TEXT SEGMENT
════════════════════

Admittedly, allegation­s of abuse against the kids did put us on a downer because said reports reminded us for a poignant moment that there are living, breathing children at the centre of this extravagan­t soap opera.

But then it’s back to the glorious fray, as every hour brings a fresh and highly irrelevant revelation: an Instagram picture of Brad with Selena Gomez, both fully clothed, all four feet on the floor and, judging by her facial expression, she’s bored rigid by his old-timer talk because she was, like, seven when he made Fight Club ...?

French actress Marion Cotillard has been forced to announce she’s not carrying Brad’s baby, which was uncomforta­ble but probably easier than assuring her husband.

And Barack Obama has not been implicated in the Brangelina split. I repeat, Barack Obama has not been mentioned in any court papers.

════════════════════

Extend the column on the Brangelina split, picking up after its final line. The records that come next have no connection to the Brangelina piece.

════════════════════

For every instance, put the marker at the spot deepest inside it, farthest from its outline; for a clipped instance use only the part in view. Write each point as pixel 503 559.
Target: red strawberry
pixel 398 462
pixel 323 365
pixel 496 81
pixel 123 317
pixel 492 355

════════════════════

RESULT FOR THIS TASK
See? On the no-smoke-withoutfir­e principle, almost anyone can be implicated by not being implicated. Rihanna, Robert Peston, Mr Tumble . . . all have Refused To Comment.

There’s more. Apparently, boxoffice catnip Brad is upset at UN envoy Angelina for becoming a pofaced humanitari­an and letting the children run feral.

She, in turn, hates his consumptio­n of weed and loathes their chateau in France, although I think she’ll be glad of it after the divorce, renting it out on Airbnb.

Everyone has an opinion. My husband is on Team Angelina, even though he doesn’t fancy her because “she is too thin, too long and too scary”.

My daughter is confident she’s nailed the truth: everybody knows Brad had an affair. Everybody turns out to be the whole of her class.

As an intelligen­t, educated and informed reader, it stands to reason that you must be sick of the tawdry saga by now. Me neither!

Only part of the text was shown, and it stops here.